» **Page**
--*--

Though the language of the FAR requires a "written demand or written assertion by one of the contracting parties seeking, as a matter of right, the payment of money in a sum certain," the court determines that, in the case at bar, the Government has asserted a right of set off which is tantamount to seeking "the adjustment . of contract terms____" In this sense, the Government's assertion of its right to set off is equivalent to the assertion of a government claim within the meaning of the FAR. Therefore, this court agrees with plaintiff's contention that Count II presents a government claim, as well as with plaintiff's position that a government claim does not require certification.
The court's conclusion is further supported by case law, which views the Government's right of set off as a government claim. See Dale Ingram, Inc. v. United States, 201 Ct.Cl. 56, 76-77, 475 F.2d 1177, 1188 (1973); see also Project Map, Inc. v. United States, 203 Ct.Cl. 52, 54-55, 486 F.2d 1375, 1376-77 (1973) (Government has right to set off monies due it before paying its debt to its debtor; right is not restricted solely to a debt which is admitted by the debtor).
Unless the amount of set off has been determined as part of a final decision by the CO, however, this court is without jurisdiction to entertain plaintiff's action to recover the withheld amount of the contract in issue. See Teller Envt'l Systems, supra, 802 F.2d at 1390. The facts presented here indicate that the amount of the Government's set off most likely will not be ascertained until the contractors on the remaining phases of the Governors Island project submit their claims, detailing costs caused by Placeway's delays in completing its contract. Until such claims are determined by the CO, the Government is precluded from issuing a final decision on the matter, and the Claims Court, consequently, is without jurisdiction to settle the dispute over the amount contained in Count II. Id. See also Dale Ingram, supra, 201 Ct.Cl. at 76-77, 475 F.2d at 1188; Swager Tower Corp. v. United States, 12 Cl.Ct. 499, 500 (1987).

--*--

» **Written exercise A**
Reproduce verbatim the passage of the opinion from "The court's conclusion" up to and including "by the debtor).".
» **Written exercise B**
According to the opinion, when will the amount of the Government's set off most likely be ascertained?
» **Written exercise C**
Summarize the opinion in two sentences.
The data after this point comes from a separate source.

--*--

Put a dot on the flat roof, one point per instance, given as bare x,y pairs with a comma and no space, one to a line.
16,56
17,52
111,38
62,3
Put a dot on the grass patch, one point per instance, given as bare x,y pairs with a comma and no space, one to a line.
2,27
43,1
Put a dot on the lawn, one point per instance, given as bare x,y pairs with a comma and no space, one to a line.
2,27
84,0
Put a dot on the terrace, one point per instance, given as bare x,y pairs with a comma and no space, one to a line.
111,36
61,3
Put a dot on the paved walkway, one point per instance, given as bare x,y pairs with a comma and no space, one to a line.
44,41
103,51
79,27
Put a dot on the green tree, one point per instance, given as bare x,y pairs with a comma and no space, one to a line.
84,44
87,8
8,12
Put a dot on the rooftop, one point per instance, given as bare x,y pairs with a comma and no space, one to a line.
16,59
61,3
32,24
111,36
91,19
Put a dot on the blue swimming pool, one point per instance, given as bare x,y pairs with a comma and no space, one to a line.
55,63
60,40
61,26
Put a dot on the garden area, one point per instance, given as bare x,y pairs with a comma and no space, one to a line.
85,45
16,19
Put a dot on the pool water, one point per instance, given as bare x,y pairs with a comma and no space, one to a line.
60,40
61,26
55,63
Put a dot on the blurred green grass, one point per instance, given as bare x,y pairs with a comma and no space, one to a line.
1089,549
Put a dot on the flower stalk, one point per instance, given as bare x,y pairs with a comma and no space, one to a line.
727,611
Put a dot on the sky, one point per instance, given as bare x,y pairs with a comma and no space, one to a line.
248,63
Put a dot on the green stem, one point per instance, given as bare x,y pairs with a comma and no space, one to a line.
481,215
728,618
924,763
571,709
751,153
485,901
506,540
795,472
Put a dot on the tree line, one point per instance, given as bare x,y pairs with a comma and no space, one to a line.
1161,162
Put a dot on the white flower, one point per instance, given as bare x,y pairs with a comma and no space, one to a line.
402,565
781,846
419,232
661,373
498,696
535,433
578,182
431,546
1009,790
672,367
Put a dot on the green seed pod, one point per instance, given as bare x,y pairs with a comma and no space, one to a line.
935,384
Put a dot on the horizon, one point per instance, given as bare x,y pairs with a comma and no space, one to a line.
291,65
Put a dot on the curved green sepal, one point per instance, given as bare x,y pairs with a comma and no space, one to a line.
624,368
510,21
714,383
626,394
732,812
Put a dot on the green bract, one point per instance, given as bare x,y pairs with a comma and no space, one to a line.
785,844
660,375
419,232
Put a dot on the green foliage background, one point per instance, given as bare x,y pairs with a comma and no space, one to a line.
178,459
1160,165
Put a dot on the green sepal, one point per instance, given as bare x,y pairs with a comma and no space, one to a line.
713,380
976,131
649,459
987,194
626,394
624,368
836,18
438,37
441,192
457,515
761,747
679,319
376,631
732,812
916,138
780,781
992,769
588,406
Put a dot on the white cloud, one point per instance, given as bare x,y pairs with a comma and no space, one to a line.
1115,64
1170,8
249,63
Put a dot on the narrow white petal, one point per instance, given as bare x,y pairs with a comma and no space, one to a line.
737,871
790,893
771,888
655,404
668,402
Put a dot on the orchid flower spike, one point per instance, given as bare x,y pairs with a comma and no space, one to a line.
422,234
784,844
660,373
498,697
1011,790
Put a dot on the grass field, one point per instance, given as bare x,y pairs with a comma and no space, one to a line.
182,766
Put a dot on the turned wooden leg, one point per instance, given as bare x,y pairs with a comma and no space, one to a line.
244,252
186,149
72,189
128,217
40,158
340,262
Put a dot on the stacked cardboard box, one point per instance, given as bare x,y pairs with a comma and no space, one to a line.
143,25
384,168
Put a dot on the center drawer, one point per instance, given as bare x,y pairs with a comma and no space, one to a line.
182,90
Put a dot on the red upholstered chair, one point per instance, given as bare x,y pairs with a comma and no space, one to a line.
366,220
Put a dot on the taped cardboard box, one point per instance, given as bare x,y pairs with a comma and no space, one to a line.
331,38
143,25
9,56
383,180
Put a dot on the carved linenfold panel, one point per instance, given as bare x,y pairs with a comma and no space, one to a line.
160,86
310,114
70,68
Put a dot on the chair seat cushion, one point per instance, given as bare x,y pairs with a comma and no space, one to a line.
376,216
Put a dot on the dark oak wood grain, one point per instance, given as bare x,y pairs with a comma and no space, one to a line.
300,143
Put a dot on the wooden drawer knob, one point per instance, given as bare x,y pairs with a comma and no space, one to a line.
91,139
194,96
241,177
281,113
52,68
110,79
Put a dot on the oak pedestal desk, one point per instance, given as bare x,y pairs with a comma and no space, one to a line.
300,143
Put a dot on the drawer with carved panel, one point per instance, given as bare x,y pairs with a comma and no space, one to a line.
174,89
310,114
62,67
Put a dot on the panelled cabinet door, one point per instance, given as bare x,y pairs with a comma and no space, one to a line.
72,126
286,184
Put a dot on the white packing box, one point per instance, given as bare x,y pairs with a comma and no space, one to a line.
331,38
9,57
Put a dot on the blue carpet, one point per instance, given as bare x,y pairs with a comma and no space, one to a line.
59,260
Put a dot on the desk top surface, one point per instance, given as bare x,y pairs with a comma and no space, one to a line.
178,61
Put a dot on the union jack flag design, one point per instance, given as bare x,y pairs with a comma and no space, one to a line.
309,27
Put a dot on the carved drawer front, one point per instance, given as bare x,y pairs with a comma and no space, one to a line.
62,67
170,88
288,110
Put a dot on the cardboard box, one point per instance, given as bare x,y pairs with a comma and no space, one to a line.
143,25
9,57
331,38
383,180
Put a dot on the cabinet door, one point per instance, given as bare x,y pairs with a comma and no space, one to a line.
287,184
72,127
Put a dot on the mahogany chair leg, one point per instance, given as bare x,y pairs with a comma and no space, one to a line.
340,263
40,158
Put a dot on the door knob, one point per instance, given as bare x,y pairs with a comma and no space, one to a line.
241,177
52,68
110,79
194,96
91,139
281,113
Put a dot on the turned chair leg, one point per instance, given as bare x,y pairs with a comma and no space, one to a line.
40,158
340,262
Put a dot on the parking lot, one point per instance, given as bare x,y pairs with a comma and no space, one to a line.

--*--

» **Task response A**
The court's conclusion is further supported by case law, which views the Government's right of set off as a government claim. See Dale Ingram, Inc. v. United States, 201 Ct.Cl. 56, 76-77, 475 F.2d 1177, 1188 (1973); see also Project Map, Inc. v. United States, 203 Ct.Cl. 52, 54-55, 486 F.2d 1375, 1376-77 (1973) (Government has right to set off monies due it before paying its debt to its debtor; right is not restricted solely to a debt which is admitted by the debtor).

» **Task response B**
When the contractors on the remaining phases of the Governors Island project submit their claims detailing costs caused by Placeway's delays in completing its contract.

» **Task response C**
The court finds that the Government's assertion of a right of set off amounts to a government claim within the meaning of the FAR, which does not require certification, and notes that case law supports this view. It nonetheless lacks jurisdiction over plaintiff's action to recover the withheld amount, because the CO has not determined the set-off amount in a final decision, and that likely awaits claims from contractors on the remaining phases of the Governors Island project.